The Company's business plan is to grow through acquisitions as well as
development projects. The Company has issued equity securities in business
acquisitions where appropriate and expects to do so in the future.
Furthermore, the Company's future growth will depend greatly upon its ability
to raise additional capital. Management believes that it can arrange the
necessary financing required to accomplish its business plan; however, to the
extent the Company is not successful in its future financing strategies the
Company's growth could be limited.
The Company regularly engages in discussions relating to potential
acquisitions and has identified several possible acquisition opportunities.
The Company may announce acquisition transactions at any time.
SEASONALITY
Certain types of waste, such as yard clippings and construction debris,
tend to have higher volumes in the spring and summer. As a result, the
Company's revenues tend to be higher in the spring and summer compared to fall
and winter.
16
17
PART II. OTHER INFORMATION
ITEM 1. LEGAL PROCEEDINGS
Chambers Development Company, Inc. ("Chambers")
Chambers Shareholders Litigation. On February 24, 1995, representatives of
the plaintiffs in In Re: Chambers Development Company, Inc. Shareholders
Litigation, Civil Action No. 92-0679 (the "Chambers Federal Class Action"),
representatives of the plaintiffs in Yeager v. Rangos, et al., Civil Action No.
92-1081 (the "Chambers Federal Derivative Action"), Chambers, and certain
individual defendants entered into a Class Action Stipulation and Agreement of
Compromise and Settlement (the "Class Action Settlement Agreement") and a
Derivative Action Stipulation and Agreement of Compromise and Settlement (the
"Derivative Action Settlement Agreement" and, together with the Class Action
Settlement Agreement, the "Settlement Agreements"), which were the definitive
settlement documents for all of the pending Chambers' class actions and the
derivative actions commenced by various Chambers' shareholders in 1992 and 1993.
Reference should be made to "Chambers Shareholders Litigation" in Item 1. Legal
Proceedings in the Company's Quarterly Report on Form 10-Q for the quarter ended
June 30, 1995, for more information concerning the Chambers Shareholders
Litigation.
In order for the settlements to be effective, certain related actions, as
described in the Settlement Agreements, were required to be dismissed with
prejudice, including Integrated Investments, Inc. et al. v. Chambers
Development Company, Inc., et al., No. G.D. 92-7036 (the "Chambers State Class
Action"), In Re: Chambers Development Company, Inc. Shareholders Litigation,
Consolidated C.A. No. 12508 (the "Chambers Delaware Derivative Action"), and
Babalan v. Rangos, et al. (the "Chambers Pennsylvania Derivative Action").
On March 22, 1995, the court granted preliminary approval of the Settlement
Agreements and the distribution of notices to Chambers' stockholders and the
plaintiff class members regarding the settlements. A hearing upon the
fairness, reasonableness and adequacy of the proposed settlements was held on
May 19, 1995. On May 30, 1995, the court issued a Memorandum Opinion, a Final
Judgement and an Order of Dismissal as to All Defendants in the Chambers
Federal Class Action, and a Final Order and Judgment in the Chambers Federal
Derivative Action approving the settlements. Subsequently, the Chambers
Delaware Derivative Action, the Chambers State Class Action, and the Chambers
Pennsylvania Derivative Action were dismissed with prejudice.

[Some records]

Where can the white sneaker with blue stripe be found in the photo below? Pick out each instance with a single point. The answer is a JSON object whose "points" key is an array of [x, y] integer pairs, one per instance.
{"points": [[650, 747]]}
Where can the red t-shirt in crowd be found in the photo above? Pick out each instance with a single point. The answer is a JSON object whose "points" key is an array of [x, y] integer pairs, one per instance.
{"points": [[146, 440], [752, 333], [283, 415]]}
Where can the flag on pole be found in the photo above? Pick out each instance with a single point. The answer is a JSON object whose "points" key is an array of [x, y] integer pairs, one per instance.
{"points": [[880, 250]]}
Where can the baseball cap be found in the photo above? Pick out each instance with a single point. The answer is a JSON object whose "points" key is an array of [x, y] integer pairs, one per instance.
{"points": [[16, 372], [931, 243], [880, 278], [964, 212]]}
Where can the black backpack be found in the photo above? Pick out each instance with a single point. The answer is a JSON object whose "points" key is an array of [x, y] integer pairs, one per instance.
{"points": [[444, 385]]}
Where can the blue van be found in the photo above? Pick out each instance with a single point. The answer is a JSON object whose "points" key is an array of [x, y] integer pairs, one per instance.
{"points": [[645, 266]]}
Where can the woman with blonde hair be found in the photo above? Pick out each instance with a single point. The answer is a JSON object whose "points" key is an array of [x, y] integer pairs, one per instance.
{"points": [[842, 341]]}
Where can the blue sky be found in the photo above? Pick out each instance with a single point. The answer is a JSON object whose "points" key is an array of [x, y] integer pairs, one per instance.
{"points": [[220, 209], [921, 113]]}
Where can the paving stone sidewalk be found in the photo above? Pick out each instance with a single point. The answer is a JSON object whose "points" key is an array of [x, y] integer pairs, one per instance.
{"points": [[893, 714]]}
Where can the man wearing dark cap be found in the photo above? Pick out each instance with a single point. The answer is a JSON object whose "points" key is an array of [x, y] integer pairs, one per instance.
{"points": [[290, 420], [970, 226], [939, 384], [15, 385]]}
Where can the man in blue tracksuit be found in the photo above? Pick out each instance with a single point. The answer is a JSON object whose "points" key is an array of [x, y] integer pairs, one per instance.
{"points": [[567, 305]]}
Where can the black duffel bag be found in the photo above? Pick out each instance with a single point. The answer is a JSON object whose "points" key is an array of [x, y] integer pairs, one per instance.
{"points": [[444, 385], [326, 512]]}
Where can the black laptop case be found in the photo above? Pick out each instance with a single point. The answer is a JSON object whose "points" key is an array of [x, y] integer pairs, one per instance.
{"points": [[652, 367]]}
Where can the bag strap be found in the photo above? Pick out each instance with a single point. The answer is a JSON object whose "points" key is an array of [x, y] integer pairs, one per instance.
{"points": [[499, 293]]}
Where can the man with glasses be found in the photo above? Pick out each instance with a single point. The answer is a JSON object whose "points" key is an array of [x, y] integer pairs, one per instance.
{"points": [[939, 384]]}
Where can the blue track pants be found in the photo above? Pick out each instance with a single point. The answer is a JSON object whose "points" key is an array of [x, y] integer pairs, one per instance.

§ **WORK TO DO**
1: Render this sentence from the quarterly filing excerpt in Spanish: "The Company may announce acquisition transactions at any time."
2: Return each line of the records that contains the word "black".
The quarterly filing excerpt and the records are unrelated pieces of material.

§ **RESPONSES TO THE EXERCISE**
1: La Compañía puede anunciar operaciones de adquisición en cualquier momento.

2:
Where can the black backpack be found in the photo above? Pick out each instance with a single point. The answer is a JSON object whose "points" key is an array of [x, y] integer pairs, one per instance.
Where can the black duffel bag be found in the photo above? Pick out each instance with a single point. The answer is a JSON object whose "points" key is an array of [x, y] integer pairs, one per instance.
Where can the black laptop case be found in the photo above? Pick out each instance with a single point. The answer is a JSON object whose "points" key is an array of [x, y] integer pairs, one per instance.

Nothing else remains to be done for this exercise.